:: About this exercise ::
Rewrite the article on Hue Luu's fellowship starting with "A: I’m most" and going on through "University of Chicago.", replacing "nuances" with "differences".

:: Supplied passage ::

######

Hue Luu, MD, is clearing his schedule this spring. That’s when the University of Chicago Medicine orthopaedic surgeon will spend five weeks visiting academic medical centers in Great Britain, Australia and New Zealand as part of the prestigious American-British-Canadian (ABC) Traveling Fellowship.
Luu, associate professor of orthopaedic surgery and associate director of the molecular oncology lab, will be the fourth UChicago Medicine physician to participate in the ABC Fellowship for physicians certified by the American Board of Orthopaedic Surgery. The fellowship has been called one of the “highest honors” for young academic orthopaedists.
Douglas R. Dirschl, MD, chairman of UChicago Medicine’s department of Orthopaedic Surgery and Rehabilitative Medicine participated in 2001, as did Michael Simon, MD, and Rex Haydon, MD, PhD, who were fellows in 1983 and 2005, respectively.
The fellowship traces its roots to the period after World War II when surgeons in North American and the UK wanted to continue the collaboration that began during the war when doctors shared ideas and techniques related to battlefield injuries. In 1948, the first group of British surgeons traveled to the U.S. and Canada. The following year, a group of North American physicians visited Great Britain. Eventually the effort was expanded to include surgeons from New Zealand, Australia and South Africa.
ScienceLife asked Luu to talk about the fellowship and how he hopes it will change his research and clinical practice.
Q: Why did you decide to apply?
A: I thought it was a wonderful opportunity in terms of professional development. It’s a great chance to meet and collaborate with orthopaedists internationally. The American Orthopaedic Association is an organization that prides itself on education and leadership. This fellowship is something that’s really centered on that and allows an academic orthopaedist to develop in both areas.
Q: What part of the experience are you most looking forward to?
A: I’m most excited to see other programs and learn how they do things with respect to education and leadership. And also to see nuances in orthopaedics: we all do things differently and there’s many ways to accomplish similar goals. Seeing a different perspective will be a great experience, so we I can learn from it and potentially incorporate it into our program here at the University of Chicago.
Q: Have you been to the countries you’ll be visiting?

######

Items from a dataset
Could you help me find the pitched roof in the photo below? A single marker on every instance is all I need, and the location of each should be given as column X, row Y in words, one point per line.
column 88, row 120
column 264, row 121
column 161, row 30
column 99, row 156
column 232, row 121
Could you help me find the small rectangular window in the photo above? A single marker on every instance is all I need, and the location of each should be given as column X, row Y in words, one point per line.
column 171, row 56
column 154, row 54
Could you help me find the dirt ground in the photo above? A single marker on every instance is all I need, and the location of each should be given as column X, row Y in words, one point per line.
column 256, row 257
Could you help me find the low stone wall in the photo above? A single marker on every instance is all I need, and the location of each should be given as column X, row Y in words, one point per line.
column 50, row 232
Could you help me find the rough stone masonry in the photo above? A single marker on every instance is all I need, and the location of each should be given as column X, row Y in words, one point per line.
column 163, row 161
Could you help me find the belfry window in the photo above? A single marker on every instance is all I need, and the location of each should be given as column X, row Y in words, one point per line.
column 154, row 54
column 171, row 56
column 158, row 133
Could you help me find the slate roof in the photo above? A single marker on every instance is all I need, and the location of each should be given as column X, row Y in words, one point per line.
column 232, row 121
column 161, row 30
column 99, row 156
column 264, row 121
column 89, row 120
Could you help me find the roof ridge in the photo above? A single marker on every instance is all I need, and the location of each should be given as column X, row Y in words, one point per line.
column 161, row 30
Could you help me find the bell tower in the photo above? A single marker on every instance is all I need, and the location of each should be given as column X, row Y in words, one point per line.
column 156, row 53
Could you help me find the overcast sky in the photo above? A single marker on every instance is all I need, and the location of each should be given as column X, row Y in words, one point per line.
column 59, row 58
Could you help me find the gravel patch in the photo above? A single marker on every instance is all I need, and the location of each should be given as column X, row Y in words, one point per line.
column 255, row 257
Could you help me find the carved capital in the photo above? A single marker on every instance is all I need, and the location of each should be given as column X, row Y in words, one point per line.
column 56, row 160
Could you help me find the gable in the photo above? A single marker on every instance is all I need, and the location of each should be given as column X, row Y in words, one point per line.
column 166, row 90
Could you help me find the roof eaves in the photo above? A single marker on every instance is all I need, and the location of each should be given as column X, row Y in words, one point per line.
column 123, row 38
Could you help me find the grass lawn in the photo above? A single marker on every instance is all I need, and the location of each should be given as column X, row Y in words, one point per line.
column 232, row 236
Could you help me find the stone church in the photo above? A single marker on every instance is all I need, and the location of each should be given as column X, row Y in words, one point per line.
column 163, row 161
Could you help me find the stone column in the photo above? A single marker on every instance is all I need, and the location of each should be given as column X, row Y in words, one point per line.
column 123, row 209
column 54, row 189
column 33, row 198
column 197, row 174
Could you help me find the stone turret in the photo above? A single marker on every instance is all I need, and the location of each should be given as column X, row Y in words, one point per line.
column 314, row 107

######

:: Result for this task ::
A: I’m most excited to see other programs and learn how they do things with respect to education and leadership. And also to see differences in orthopaedics: we all do things differently and there’s many ways to accomplish similar goals. Seeing a different perspective will be a great experience, so we I can learn from it and potentially incorporate it into our program here at the University of Chicago.